» WHAT YOU NEED TO DO
Collect every line of the material that contains the word "pendant" and copy each one out in full.

» EXERCISE INPUTS
※
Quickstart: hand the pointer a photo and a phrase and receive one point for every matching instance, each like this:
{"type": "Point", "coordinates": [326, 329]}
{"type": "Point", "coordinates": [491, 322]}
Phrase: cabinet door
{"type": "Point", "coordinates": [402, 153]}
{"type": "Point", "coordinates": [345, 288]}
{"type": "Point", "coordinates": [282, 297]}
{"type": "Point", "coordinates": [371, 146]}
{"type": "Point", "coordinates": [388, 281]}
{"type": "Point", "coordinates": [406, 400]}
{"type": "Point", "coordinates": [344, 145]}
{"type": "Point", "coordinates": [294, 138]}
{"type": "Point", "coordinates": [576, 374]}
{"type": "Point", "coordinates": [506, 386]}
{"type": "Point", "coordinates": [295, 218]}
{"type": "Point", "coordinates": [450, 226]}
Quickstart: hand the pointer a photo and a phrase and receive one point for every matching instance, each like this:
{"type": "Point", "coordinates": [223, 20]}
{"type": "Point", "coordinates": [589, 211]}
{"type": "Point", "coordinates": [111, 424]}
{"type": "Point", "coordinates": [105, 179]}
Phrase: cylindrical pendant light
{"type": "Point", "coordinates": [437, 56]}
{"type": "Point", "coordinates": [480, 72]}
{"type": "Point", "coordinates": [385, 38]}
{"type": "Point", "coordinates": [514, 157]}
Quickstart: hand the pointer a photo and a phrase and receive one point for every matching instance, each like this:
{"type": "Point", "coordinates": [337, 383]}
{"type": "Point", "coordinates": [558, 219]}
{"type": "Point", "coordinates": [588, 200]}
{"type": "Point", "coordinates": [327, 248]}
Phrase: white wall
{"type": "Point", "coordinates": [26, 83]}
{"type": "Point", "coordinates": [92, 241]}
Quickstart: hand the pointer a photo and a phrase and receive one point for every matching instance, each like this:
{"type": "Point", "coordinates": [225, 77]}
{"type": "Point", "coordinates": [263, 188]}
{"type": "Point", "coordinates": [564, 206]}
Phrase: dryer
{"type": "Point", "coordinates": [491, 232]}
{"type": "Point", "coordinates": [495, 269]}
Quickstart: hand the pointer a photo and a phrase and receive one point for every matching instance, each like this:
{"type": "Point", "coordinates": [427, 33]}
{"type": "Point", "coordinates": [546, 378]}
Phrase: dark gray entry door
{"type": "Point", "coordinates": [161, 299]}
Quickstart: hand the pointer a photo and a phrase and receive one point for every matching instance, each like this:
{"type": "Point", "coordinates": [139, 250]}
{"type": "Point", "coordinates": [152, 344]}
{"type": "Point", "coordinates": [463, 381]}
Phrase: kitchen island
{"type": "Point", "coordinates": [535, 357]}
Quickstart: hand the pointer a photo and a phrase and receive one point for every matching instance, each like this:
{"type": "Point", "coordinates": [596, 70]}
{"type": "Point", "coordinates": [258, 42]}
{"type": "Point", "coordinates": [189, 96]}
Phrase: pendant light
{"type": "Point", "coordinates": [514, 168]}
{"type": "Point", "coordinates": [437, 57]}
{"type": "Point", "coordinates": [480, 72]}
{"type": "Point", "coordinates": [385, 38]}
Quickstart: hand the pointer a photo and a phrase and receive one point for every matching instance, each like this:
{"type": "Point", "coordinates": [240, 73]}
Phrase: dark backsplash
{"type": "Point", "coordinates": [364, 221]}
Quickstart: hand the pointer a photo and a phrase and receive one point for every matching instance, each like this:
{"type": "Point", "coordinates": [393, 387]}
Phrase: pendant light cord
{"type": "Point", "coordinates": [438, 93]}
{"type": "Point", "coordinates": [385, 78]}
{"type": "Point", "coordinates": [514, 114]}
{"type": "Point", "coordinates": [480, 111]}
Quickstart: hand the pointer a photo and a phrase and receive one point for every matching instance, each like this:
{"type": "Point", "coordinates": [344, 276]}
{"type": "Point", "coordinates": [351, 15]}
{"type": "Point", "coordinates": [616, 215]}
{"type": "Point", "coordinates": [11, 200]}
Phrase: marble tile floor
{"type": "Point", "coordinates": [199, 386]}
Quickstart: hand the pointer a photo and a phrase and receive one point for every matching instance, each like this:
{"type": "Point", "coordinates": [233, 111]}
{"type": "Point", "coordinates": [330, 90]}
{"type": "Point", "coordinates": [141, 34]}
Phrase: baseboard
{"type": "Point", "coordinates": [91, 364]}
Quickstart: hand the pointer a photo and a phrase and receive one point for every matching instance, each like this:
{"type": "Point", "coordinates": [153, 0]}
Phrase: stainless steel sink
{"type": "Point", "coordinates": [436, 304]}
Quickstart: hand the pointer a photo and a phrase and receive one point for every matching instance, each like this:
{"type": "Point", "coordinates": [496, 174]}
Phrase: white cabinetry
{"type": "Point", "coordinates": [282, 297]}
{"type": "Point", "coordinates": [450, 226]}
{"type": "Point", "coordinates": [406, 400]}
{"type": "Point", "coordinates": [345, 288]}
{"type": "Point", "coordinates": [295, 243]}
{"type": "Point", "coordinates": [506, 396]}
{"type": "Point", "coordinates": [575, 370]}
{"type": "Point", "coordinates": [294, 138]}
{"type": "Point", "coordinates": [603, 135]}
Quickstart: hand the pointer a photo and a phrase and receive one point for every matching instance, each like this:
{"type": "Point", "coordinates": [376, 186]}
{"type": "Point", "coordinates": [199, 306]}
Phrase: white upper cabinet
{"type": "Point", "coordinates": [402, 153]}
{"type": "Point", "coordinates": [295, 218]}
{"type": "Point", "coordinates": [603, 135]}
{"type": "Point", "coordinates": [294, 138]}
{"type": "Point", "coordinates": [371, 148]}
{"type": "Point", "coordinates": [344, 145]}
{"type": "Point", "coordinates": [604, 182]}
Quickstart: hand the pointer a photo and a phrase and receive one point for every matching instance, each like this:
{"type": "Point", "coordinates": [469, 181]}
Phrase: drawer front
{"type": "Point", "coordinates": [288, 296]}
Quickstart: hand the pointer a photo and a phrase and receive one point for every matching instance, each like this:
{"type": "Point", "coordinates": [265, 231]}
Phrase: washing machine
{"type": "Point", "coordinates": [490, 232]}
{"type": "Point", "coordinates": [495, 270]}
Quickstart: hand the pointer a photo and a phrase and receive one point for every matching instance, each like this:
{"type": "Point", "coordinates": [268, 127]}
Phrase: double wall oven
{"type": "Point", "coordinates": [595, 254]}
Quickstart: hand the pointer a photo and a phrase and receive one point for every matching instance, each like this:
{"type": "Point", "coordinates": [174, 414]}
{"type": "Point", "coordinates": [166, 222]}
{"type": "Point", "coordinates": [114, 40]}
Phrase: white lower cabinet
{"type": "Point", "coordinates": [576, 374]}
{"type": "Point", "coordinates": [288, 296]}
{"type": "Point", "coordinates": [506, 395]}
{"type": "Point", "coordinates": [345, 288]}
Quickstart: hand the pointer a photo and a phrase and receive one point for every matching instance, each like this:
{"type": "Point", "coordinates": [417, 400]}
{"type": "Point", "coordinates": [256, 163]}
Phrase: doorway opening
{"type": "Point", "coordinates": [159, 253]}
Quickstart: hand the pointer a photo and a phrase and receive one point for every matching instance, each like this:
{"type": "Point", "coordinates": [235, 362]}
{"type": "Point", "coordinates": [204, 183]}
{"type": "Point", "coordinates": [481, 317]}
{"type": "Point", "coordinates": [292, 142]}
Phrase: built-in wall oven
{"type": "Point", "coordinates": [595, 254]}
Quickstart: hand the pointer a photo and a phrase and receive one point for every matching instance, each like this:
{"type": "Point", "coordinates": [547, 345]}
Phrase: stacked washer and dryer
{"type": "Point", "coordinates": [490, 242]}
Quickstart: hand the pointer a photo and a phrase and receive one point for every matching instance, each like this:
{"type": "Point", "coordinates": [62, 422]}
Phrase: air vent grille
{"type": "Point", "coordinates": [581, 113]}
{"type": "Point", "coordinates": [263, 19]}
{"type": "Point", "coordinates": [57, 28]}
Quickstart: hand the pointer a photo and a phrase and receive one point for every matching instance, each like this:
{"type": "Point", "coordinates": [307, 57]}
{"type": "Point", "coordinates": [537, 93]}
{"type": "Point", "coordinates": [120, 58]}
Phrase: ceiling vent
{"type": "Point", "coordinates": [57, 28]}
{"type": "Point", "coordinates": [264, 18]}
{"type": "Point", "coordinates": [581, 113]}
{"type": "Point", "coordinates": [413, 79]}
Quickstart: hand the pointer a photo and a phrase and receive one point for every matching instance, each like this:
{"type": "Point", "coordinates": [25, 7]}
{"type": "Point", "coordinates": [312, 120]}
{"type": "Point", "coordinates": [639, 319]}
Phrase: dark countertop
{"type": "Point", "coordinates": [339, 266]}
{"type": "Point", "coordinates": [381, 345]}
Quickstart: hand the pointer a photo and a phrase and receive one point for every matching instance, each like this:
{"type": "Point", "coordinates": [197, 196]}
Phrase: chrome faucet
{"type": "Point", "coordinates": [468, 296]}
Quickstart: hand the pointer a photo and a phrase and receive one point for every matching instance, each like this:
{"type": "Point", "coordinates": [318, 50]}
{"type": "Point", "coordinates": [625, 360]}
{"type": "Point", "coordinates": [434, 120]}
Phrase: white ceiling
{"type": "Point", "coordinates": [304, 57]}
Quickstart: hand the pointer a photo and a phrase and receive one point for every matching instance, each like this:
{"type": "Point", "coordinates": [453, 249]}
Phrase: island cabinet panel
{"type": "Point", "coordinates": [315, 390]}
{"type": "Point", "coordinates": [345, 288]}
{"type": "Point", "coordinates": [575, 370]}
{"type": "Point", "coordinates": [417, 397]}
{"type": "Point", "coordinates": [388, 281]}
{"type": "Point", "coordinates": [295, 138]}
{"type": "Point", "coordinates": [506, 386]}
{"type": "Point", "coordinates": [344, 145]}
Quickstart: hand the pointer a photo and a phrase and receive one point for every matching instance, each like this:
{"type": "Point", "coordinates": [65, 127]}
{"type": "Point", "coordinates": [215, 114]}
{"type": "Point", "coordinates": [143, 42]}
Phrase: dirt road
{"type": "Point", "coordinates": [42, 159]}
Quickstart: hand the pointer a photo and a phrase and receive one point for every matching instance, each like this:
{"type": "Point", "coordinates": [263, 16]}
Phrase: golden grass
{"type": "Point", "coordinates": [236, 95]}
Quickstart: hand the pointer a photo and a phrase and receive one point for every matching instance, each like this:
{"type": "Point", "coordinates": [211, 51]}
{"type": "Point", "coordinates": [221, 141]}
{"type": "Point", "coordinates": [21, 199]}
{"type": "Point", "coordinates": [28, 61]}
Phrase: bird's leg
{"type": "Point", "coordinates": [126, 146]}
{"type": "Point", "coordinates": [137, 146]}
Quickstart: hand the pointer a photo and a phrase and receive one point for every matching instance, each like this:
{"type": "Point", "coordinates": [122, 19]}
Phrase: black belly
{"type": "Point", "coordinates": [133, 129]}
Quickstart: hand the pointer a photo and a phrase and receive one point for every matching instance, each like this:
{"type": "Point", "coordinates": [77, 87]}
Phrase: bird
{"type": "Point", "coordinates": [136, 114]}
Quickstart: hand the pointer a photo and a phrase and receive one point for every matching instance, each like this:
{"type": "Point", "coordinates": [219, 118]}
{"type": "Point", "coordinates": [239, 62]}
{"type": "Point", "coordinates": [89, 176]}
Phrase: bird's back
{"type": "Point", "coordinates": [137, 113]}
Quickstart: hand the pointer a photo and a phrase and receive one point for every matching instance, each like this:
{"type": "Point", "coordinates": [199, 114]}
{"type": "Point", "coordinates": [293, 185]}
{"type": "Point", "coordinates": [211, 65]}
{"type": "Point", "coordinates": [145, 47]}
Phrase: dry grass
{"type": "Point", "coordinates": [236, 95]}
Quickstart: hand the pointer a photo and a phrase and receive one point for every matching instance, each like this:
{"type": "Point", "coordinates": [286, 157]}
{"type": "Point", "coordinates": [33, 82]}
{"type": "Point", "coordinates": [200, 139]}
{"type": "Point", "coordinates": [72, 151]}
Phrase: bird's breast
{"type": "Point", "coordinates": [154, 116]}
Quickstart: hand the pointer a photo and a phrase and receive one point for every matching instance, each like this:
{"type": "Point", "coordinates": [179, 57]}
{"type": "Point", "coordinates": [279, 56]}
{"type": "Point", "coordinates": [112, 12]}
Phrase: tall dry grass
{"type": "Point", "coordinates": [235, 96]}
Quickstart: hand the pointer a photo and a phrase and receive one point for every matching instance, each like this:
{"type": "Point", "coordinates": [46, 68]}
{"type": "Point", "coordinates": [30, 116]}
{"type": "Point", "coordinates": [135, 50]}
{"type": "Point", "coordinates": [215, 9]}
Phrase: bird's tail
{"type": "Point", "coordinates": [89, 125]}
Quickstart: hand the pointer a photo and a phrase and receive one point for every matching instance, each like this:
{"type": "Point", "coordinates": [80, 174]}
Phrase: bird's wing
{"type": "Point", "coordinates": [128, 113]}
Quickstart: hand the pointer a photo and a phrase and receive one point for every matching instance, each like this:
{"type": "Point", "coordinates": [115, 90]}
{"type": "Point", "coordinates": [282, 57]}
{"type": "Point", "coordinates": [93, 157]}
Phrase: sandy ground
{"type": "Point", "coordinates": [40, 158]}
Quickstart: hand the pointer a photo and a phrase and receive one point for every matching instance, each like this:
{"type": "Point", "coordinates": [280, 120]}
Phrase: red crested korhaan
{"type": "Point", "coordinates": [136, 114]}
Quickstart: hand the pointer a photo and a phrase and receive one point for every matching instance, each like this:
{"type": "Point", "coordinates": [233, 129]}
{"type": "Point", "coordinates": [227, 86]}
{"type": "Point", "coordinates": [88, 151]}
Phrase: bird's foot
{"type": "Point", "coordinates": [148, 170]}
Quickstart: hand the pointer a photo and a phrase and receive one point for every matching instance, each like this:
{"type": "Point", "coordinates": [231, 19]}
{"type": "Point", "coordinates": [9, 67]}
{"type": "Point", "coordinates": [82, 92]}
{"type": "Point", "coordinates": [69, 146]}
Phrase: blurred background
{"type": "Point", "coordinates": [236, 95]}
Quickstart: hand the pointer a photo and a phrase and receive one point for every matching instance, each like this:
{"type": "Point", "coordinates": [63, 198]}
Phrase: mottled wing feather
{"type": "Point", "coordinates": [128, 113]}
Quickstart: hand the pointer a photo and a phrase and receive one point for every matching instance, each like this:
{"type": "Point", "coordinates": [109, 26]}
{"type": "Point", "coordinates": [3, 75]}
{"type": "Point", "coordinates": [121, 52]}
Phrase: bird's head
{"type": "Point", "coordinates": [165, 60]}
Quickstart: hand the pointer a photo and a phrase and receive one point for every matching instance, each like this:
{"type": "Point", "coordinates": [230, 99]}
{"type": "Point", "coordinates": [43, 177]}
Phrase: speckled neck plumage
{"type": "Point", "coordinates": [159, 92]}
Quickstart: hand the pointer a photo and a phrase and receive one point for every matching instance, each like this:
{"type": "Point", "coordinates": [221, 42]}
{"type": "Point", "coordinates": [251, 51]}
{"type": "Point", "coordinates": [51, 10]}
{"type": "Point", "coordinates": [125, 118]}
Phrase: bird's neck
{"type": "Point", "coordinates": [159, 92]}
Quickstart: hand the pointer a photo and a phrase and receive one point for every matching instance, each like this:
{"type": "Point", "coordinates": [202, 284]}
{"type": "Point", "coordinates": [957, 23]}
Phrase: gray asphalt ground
※
» RESULT
Phrase: cylindrical pendant light
Phrase: pendant light
Phrase: pendant light cord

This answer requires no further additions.